Built a local-first AI memory system that indexes screen activity, meetings, and voice notes ( MCP + automations)

Posted by Top_Speaker_7785@reddit | LocalLLaMA | View on Reddit | 11 comments

Been experimenting with an idea — what if your AI assistant actually remembered everything you did on your computer? Not stateless chats, but real persistent context. So I built ScreenMind. It continuously captures your screen (using perceptual hashing so it only triggers when content actually changes), runs each frame through Gemma 4 E2B via llama.cpp, and builds a searchable timeline of your day. You can:

search things you've previously seen ("that error message from earlier")
chat with your history ("what was I working on at 3pm?")
transcribe meetings (auto-detects Zoom/Teams/Meet)
voice memos through Gemma 4's audio encoder
write automations in plain English markdown
connect to Claude/Cursor via MCP Runs on 4GB+ VRAM with Q4 quantization. Python + FastAPI + SQLite. Everything local.

Honestly still figuring out the agent/automation side — right now it's more workflow-driven than truly autonomous, trying not to oversell it. The retrieval quality and onboarding friction also need work. But the core idea I keep coming back to is that local AI gets way more useful once it has real context about what you're actually doing — your screen, your conversations, your patterns — instead of starting from zero every time.

Would love feedback, especially on inference optimization ideas. The E2B model handles everything right now — vision analysis, chat, audio — so GPU scheduling between those tasks has been the main challenge.

GitHub: https://github.com/ayushh0110/ScreenMind
Demo: https://youtu.be/CxkkBT_EvPw

[-]

amberdrake@reddit

How do you handle keeping people’s data private?

[-]

Top_Speaker_7785@reddit (OP)

everything runs on your machine — no cloud, no network calls after you download the model. screenshots are encrypted at rest, sensitive stuff like credit cards and API keys gets auto-redacted before storage.

[-]

Parzival_3110@reddit

Cool direction. The useful line for me is when memory stops being just search history and starts becoming action context: what tab was open, what the agent saw, what it clicked, and what state it should avoid touching again.

If you add Claude or Cursor MCP actions, I would keep browser work separate from the memory index. Owned tabs, action receipts, and hard stops for login or captcha states make the assistant a lot easier to trust.

I am building FSB around that real Chrome control layer for Claude and Codex: https://github.com/LakshmanTurlapati/FSB

[-]

ai-christianson@reddit

what does a concrete eval look like for action-context memory? what test cases prove the system is doing more than search? e.g. does the agent avoid repeating a failed action it remembers, or does it just retrieve the fact that it happened?

[-]

Top_Speaker_7785@reddit (OP)

right now it's just retrieval tbh. it'll surface what happened but doesn't avoid repeating a failed action on its own. only put this out 4 days ago so the agent loop isn't closed yet — its on the list tho

[-]

Top_Speaker_7785@reddit (OP)

- **RECORDS**:
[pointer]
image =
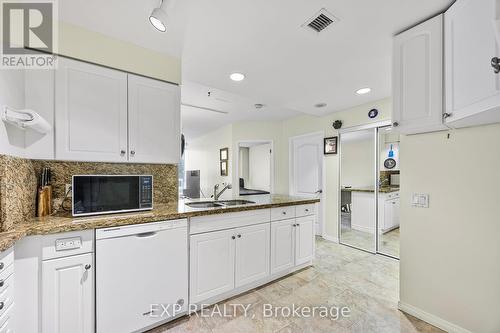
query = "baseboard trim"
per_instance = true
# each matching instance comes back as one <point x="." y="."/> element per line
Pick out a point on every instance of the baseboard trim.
<point x="431" y="319"/>
<point x="331" y="239"/>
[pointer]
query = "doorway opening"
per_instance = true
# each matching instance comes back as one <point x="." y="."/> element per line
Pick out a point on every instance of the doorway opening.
<point x="369" y="189"/>
<point x="255" y="168"/>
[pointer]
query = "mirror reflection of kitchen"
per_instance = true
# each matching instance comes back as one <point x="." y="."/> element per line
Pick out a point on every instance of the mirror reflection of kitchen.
<point x="389" y="202"/>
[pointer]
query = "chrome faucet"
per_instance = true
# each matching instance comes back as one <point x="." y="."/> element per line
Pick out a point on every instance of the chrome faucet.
<point x="217" y="194"/>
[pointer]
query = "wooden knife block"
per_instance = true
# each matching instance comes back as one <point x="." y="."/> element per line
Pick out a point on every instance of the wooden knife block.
<point x="44" y="200"/>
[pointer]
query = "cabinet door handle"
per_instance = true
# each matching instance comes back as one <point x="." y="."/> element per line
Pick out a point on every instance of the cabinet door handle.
<point x="495" y="63"/>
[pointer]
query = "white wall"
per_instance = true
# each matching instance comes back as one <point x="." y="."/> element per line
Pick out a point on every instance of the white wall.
<point x="259" y="161"/>
<point x="243" y="165"/>
<point x="203" y="154"/>
<point x="450" y="252"/>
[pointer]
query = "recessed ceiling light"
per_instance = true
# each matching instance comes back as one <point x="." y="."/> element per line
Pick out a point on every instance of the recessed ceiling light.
<point x="159" y="17"/>
<point x="363" y="91"/>
<point x="237" y="77"/>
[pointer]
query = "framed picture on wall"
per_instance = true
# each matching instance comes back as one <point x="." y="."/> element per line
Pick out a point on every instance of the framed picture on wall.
<point x="223" y="168"/>
<point x="331" y="145"/>
<point x="224" y="154"/>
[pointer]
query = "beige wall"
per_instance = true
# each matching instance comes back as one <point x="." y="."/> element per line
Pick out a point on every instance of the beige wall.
<point x="91" y="46"/>
<point x="259" y="167"/>
<point x="450" y="252"/>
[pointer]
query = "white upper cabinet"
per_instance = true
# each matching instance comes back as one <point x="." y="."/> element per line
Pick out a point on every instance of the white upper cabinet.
<point x="418" y="78"/>
<point x="472" y="86"/>
<point x="105" y="115"/>
<point x="90" y="112"/>
<point x="154" y="124"/>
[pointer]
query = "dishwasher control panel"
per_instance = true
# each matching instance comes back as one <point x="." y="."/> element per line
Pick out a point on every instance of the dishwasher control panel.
<point x="68" y="243"/>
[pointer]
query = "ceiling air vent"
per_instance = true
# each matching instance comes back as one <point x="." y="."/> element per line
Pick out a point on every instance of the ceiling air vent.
<point x="322" y="20"/>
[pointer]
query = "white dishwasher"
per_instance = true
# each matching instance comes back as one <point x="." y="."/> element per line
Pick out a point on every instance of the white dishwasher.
<point x="141" y="275"/>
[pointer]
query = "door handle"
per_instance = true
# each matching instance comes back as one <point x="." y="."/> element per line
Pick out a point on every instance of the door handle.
<point x="146" y="234"/>
<point x="495" y="63"/>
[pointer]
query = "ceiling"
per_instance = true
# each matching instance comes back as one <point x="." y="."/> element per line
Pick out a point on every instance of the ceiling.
<point x="287" y="67"/>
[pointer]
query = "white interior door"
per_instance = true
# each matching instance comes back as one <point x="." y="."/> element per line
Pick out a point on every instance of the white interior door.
<point x="306" y="170"/>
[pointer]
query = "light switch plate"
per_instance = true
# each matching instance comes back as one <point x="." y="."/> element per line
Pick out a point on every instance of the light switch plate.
<point x="68" y="244"/>
<point x="420" y="200"/>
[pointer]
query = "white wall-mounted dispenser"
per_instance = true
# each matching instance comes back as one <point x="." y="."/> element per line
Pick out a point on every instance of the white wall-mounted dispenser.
<point x="25" y="119"/>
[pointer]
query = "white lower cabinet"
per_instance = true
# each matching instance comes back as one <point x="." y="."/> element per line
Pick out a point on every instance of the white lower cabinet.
<point x="252" y="254"/>
<point x="211" y="264"/>
<point x="68" y="294"/>
<point x="224" y="263"/>
<point x="304" y="239"/>
<point x="282" y="245"/>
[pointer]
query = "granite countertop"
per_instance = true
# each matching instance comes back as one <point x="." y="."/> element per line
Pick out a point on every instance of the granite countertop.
<point x="383" y="189"/>
<point x="65" y="222"/>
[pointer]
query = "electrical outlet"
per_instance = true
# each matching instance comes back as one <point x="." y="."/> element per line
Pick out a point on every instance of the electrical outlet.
<point x="68" y="190"/>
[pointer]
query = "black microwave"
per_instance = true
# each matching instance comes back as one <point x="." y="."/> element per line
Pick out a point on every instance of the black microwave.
<point x="106" y="194"/>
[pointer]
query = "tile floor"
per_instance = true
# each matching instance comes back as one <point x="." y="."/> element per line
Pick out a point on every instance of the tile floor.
<point x="341" y="276"/>
<point x="389" y="242"/>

- **TASK INSTRUCTIONS**:
1/ Copy the passage from the ScreenMind thread starting with "Posted by Top_Speaker_7785@reddit" and going on through "meetings (auto-detects Zoom/Teams/Meet)".
2/ In the ScreenMind thread, why does the screen capture use perceptual hashing?
3/ Write what comes next in the ScreenMind thread, picking up from its last line.

- **ANSWERS IN ORDER**:
1/
Posted by Top_Speaker_7785@reddit | LocalLLaMA | View on Reddit | 11 comments

Been experimenting with an idea — what if your AI assistant actually remembered everything you did on your computer? Not stateless chats, but real persistent context. So I built ScreenMind. It continuously captures your screen (using perceptual hashing so it only triggers when content actually changes), runs each frame through Gemma 4 E2B via llama.cpp, and builds a searchable timeline of your day. You can:

search things you've previously seen ("that error message from earlier")
chat with your history ("what was I working on at 3pm?")
transcribe meetings (auto-detects Zoom/Teams/Meet)

2/ Perceptual hashing makes the capture trigger only when the screen's content actually changes.

3/
yea keeping MCP actions separate from the memory index — that's basically how i have it right now, the MCP server is read-only. no write actions yet.

[-]

A-n-o-v-a@reddit

Had a recall subscription but I think this is a good conteder

[-]

Maleficent-Ad5999@reddit

Isn’t this what Microsoft wanted to build as “Recall”?

[-]

Top_Speaker_7785@reddit (OP)

yeah that's where the idea started ,a local privacy-first alternative to Recall. but it's grown past that.
Recall (and screenpipe) basically do raw OCR text dumps of your screen., this understands context..uses ocr only for contexts...
so it went from "private recall clone" to more of a local AI memory system with actual understanding.

[-]

pquattro@reddit

Interesting project! The perceptual hashing + Gemma 4 E2B pipeline for screen capture is clever — have you benchmarked the overhead of frame-by-frame analysis vs. selective region capture (e.g., active window only)? For GPU scheduling, consider batching vision/audio tasks during idle periods or using a lightweight scheduler like vLLM’s PagedAttention to prioritize interactive queries. Also, SQLite might bottleneck at scale; switching to DuckDB or LMDB for the timeline could help with concurrent writes during heavy capture sessions.

[-]

Top_Speaker_7785@reddit (OP)

right now it captures full screen but the pHash cache means it skips frames that haven't meaningfully changed, which cuts inference calls in practice.
for GPU scheduling — there's a deferred analysis toggle that queues up screenshots and only runs inference when the GPU is idle. chat always gets priority and cancels in-flight analysis instantly. also auto-pauses capture when it detects heavy GPU apps.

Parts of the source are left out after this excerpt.